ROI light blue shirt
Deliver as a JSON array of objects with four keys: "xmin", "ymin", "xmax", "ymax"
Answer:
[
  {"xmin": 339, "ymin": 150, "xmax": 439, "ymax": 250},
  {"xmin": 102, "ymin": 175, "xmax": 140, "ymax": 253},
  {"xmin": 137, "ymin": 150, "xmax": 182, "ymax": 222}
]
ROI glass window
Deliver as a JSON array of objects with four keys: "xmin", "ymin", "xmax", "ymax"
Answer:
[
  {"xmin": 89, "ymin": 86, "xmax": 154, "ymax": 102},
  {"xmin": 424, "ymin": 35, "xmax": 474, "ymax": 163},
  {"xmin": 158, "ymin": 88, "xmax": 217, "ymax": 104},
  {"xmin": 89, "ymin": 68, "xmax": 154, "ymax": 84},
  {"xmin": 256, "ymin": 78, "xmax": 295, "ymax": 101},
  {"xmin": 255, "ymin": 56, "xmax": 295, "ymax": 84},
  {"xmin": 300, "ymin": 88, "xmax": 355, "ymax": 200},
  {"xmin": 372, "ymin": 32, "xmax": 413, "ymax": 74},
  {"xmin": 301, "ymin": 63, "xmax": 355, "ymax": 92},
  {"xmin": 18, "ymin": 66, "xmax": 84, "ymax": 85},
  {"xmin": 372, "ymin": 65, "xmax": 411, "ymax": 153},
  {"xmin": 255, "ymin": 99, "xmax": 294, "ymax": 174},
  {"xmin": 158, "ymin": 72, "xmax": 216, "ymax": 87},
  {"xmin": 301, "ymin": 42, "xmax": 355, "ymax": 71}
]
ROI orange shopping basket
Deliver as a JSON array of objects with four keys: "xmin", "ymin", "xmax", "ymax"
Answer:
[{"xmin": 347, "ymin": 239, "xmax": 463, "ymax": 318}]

• [What you are asked to do]: Please copy every one of the items above line for line, keeping each character unchanged.

• [Response below]:
ROI light blue shirt
Deliver as a JSON array of objects with four keys: "xmin", "ymin", "xmax", "ymax"
Answer:
[
  {"xmin": 339, "ymin": 150, "xmax": 439, "ymax": 250},
  {"xmin": 102, "ymin": 175, "xmax": 140, "ymax": 253},
  {"xmin": 137, "ymin": 150, "xmax": 182, "ymax": 222}
]
ROI glass window
Deliver as a JSON array of objects with four keys: "xmin", "ymin", "xmax", "ymax"
Answer:
[
  {"xmin": 89, "ymin": 86, "xmax": 154, "ymax": 102},
  {"xmin": 424, "ymin": 35, "xmax": 474, "ymax": 163},
  {"xmin": 158, "ymin": 88, "xmax": 217, "ymax": 104},
  {"xmin": 89, "ymin": 68, "xmax": 154, "ymax": 84},
  {"xmin": 256, "ymin": 78, "xmax": 295, "ymax": 101},
  {"xmin": 255, "ymin": 56, "xmax": 295, "ymax": 84},
  {"xmin": 300, "ymin": 88, "xmax": 355, "ymax": 200},
  {"xmin": 372, "ymin": 32, "xmax": 413, "ymax": 74},
  {"xmin": 301, "ymin": 63, "xmax": 355, "ymax": 92},
  {"xmin": 18, "ymin": 66, "xmax": 84, "ymax": 85},
  {"xmin": 372, "ymin": 65, "xmax": 411, "ymax": 153},
  {"xmin": 255, "ymin": 99, "xmax": 294, "ymax": 174},
  {"xmin": 158, "ymin": 72, "xmax": 216, "ymax": 87},
  {"xmin": 301, "ymin": 42, "xmax": 355, "ymax": 71}
]
ROI orange shopping basket
Deliver as a JSON array of objects with four keys: "xmin", "ymin", "xmax", "ymax"
Answer:
[{"xmin": 347, "ymin": 239, "xmax": 463, "ymax": 318}]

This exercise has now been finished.